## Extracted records
◇ ◇ ◇ ◇
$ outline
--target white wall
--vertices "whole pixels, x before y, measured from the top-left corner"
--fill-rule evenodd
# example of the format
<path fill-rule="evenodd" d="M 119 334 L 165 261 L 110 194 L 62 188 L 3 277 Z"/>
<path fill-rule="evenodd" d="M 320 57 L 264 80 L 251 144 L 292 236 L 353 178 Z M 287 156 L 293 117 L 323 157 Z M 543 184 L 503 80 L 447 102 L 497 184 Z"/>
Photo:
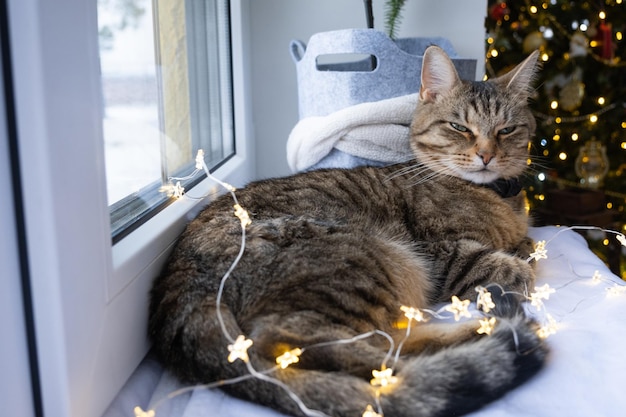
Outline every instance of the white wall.
<path fill-rule="evenodd" d="M 316 32 L 366 27 L 363 0 L 247 0 L 251 23 L 252 111 L 260 178 L 288 174 L 285 144 L 298 121 L 295 65 L 289 42 Z M 487 0 L 408 0 L 400 37 L 444 36 L 459 56 L 478 60 L 482 78 Z M 384 30 L 384 1 L 374 0 Z"/>

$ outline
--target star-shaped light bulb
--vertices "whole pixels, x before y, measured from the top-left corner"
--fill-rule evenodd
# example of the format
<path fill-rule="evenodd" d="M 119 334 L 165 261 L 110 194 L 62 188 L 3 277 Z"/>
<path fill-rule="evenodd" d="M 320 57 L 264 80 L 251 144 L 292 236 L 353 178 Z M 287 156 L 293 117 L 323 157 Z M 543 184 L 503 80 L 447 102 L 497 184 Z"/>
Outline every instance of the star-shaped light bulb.
<path fill-rule="evenodd" d="M 482 319 L 482 320 L 478 320 L 478 322 L 480 323 L 480 328 L 478 330 L 476 330 L 476 333 L 478 334 L 486 334 L 486 335 L 490 335 L 491 332 L 493 331 L 494 327 L 496 326 L 496 318 L 492 317 L 490 319 Z"/>
<path fill-rule="evenodd" d="M 174 197 L 181 198 L 183 194 L 185 194 L 185 187 L 180 185 L 180 181 L 176 181 L 176 185 L 172 187 L 172 192 L 174 193 Z"/>
<path fill-rule="evenodd" d="M 198 149 L 196 153 L 196 169 L 204 168 L 204 151 L 202 149 Z"/>
<path fill-rule="evenodd" d="M 276 363 L 285 369 L 289 365 L 300 362 L 300 355 L 302 355 L 302 349 L 295 348 L 287 351 L 276 358 Z"/>
<path fill-rule="evenodd" d="M 545 284 L 541 287 L 535 287 L 535 292 L 530 294 L 530 304 L 537 308 L 538 311 L 541 311 L 541 307 L 543 306 L 542 300 L 547 300 L 550 298 L 550 294 L 556 292 L 554 288 L 550 288 L 550 285 Z"/>
<path fill-rule="evenodd" d="M 593 276 L 591 277 L 591 282 L 593 282 L 594 284 L 599 284 L 602 281 L 602 274 L 600 274 L 600 271 L 596 270 L 593 273 Z"/>
<path fill-rule="evenodd" d="M 252 223 L 248 212 L 243 207 L 241 207 L 239 204 L 235 204 L 233 208 L 235 209 L 235 216 L 237 216 L 241 221 L 242 227 L 246 227 Z"/>
<path fill-rule="evenodd" d="M 541 326 L 539 330 L 537 330 L 537 336 L 542 339 L 546 339 L 547 337 L 555 334 L 558 328 L 554 317 L 552 317 L 550 314 L 546 314 L 546 319 L 547 323 L 544 323 L 544 325 Z"/>
<path fill-rule="evenodd" d="M 469 312 L 470 300 L 460 300 L 456 295 L 452 296 L 452 304 L 444 307 L 446 311 L 454 314 L 454 320 L 459 321 L 461 317 L 472 317 Z"/>
<path fill-rule="evenodd" d="M 482 309 L 485 313 L 489 313 L 491 309 L 496 307 L 496 304 L 491 298 L 491 293 L 487 291 L 487 288 L 478 286 L 476 287 L 478 298 L 476 299 L 476 307 Z"/>
<path fill-rule="evenodd" d="M 619 243 L 621 243 L 622 246 L 626 246 L 626 236 L 620 233 L 615 237 L 617 238 L 617 240 L 619 240 Z"/>
<path fill-rule="evenodd" d="M 232 345 L 228 345 L 228 362 L 235 362 L 237 359 L 241 359 L 244 362 L 248 362 L 248 348 L 252 346 L 252 340 L 246 339 L 244 335 L 237 336 L 237 340 Z"/>
<path fill-rule="evenodd" d="M 610 295 L 626 294 L 626 286 L 615 284 L 606 289 Z"/>
<path fill-rule="evenodd" d="M 377 413 L 374 410 L 374 407 L 372 407 L 371 404 L 368 404 L 365 411 L 363 411 L 363 414 L 361 415 L 361 417 L 383 417 L 383 415 L 380 413 Z"/>
<path fill-rule="evenodd" d="M 133 409 L 135 413 L 135 417 L 154 417 L 156 413 L 154 410 L 143 410 L 141 407 L 137 406 Z"/>
<path fill-rule="evenodd" d="M 530 259 L 538 261 L 539 259 L 548 259 L 548 251 L 546 250 L 546 241 L 540 240 L 535 244 L 535 251 L 530 254 Z"/>
<path fill-rule="evenodd" d="M 427 321 L 424 313 L 419 308 L 402 306 L 400 310 L 404 312 L 404 316 L 409 320 Z"/>
<path fill-rule="evenodd" d="M 372 376 L 374 376 L 374 378 L 370 380 L 370 384 L 376 387 L 386 387 L 398 382 L 398 378 L 393 376 L 392 368 L 383 367 L 380 371 L 374 369 L 372 370 Z"/>

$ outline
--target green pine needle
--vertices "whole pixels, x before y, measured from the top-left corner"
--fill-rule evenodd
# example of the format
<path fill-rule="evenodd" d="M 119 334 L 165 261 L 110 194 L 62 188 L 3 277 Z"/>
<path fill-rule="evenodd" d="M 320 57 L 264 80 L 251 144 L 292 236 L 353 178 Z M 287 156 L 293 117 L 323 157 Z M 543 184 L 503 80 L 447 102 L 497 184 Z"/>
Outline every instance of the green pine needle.
<path fill-rule="evenodd" d="M 385 27 L 387 28 L 387 35 L 391 39 L 395 39 L 402 20 L 402 8 L 406 0 L 387 0 L 385 3 Z"/>

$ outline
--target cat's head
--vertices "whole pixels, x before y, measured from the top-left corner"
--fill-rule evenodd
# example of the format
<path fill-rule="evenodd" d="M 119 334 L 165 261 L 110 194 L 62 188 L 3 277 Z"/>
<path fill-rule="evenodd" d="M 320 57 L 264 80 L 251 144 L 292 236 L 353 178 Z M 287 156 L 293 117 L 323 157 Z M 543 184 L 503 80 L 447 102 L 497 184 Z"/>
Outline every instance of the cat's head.
<path fill-rule="evenodd" d="M 507 74 L 463 81 L 439 47 L 424 53 L 411 126 L 417 160 L 435 172 L 479 184 L 519 176 L 527 167 L 535 119 L 528 108 L 534 52 Z"/>

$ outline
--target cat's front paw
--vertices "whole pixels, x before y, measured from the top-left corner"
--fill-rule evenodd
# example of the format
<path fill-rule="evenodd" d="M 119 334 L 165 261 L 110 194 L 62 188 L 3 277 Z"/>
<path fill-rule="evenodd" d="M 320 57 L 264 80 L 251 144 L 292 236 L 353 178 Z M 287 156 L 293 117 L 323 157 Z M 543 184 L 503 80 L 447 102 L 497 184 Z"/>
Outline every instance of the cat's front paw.
<path fill-rule="evenodd" d="M 515 248 L 514 255 L 524 260 L 530 258 L 530 254 L 535 251 L 535 241 L 526 236 Z M 533 261 L 534 262 L 534 261 Z"/>

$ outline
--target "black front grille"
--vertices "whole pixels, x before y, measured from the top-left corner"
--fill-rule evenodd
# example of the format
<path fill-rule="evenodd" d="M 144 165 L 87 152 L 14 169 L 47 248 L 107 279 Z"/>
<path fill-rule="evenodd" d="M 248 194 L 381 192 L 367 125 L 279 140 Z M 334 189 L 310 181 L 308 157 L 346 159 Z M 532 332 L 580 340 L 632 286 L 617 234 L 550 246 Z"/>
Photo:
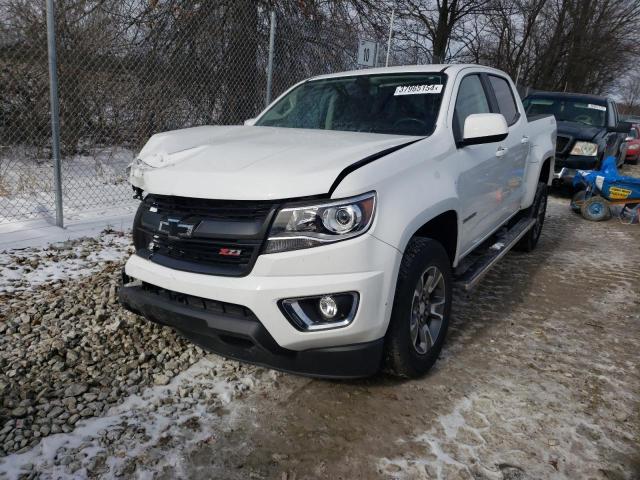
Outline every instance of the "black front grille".
<path fill-rule="evenodd" d="M 181 240 L 170 239 L 167 235 L 154 237 L 154 252 L 182 260 L 204 263 L 223 263 L 229 265 L 246 265 L 251 261 L 256 248 L 261 242 L 230 243 L 215 240 Z M 226 249 L 226 250 L 225 250 Z M 234 255 L 220 252 L 234 252 Z M 239 255 L 235 255 L 239 252 Z"/>
<path fill-rule="evenodd" d="M 556 153 L 564 153 L 571 143 L 571 137 L 558 135 L 556 137 Z"/>
<path fill-rule="evenodd" d="M 158 212 L 171 215 L 196 215 L 224 220 L 264 219 L 273 207 L 272 202 L 244 200 L 208 200 L 202 198 L 148 195 L 145 203 Z"/>
<path fill-rule="evenodd" d="M 210 275 L 247 275 L 276 202 L 147 195 L 134 225 L 136 253 L 160 265 Z"/>

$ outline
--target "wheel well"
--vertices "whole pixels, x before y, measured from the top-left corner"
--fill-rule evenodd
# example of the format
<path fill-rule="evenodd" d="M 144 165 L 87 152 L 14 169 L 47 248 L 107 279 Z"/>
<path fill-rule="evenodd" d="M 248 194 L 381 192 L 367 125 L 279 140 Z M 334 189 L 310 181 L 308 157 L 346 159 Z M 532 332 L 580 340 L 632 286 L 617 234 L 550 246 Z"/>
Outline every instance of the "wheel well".
<path fill-rule="evenodd" d="M 542 164 L 542 169 L 540 170 L 540 181 L 549 183 L 549 175 L 551 175 L 551 159 L 547 158 Z"/>
<path fill-rule="evenodd" d="M 422 225 L 413 236 L 428 237 L 440 242 L 447 251 L 449 261 L 453 263 L 458 246 L 458 216 L 453 210 L 441 213 Z"/>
◇ ◇ ◇ ◇
## Task objective
Among the lines above, find those that contain the word "target" and copy them.

## Completed exercise
--target white wall
--target star-shaped light bulb
--target green pine needle
--target cat's head
--target cat's front paw
--target "black front grille"
--target "wheel well"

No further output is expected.